• _Work to be completed_:
Once the data has been read, return all of it precisely as written.

[[ Material provided, beginning ]]

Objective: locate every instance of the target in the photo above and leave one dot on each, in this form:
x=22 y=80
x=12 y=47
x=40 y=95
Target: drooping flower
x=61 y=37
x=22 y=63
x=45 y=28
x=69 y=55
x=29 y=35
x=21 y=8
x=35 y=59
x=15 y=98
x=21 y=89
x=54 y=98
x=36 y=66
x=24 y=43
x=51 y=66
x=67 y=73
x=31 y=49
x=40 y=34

[[ Material provided, end ]]

• _Response area_:
Objective: locate every instance of the target in the photo above and leave one dot on each, in this form:
x=22 y=80
x=12 y=47
x=40 y=95
Target: drooping flower
x=61 y=37
x=22 y=63
x=45 y=28
x=69 y=55
x=29 y=35
x=21 y=8
x=35 y=59
x=15 y=98
x=21 y=89
x=54 y=98
x=36 y=66
x=24 y=43
x=51 y=66
x=67 y=73
x=31 y=49
x=40 y=34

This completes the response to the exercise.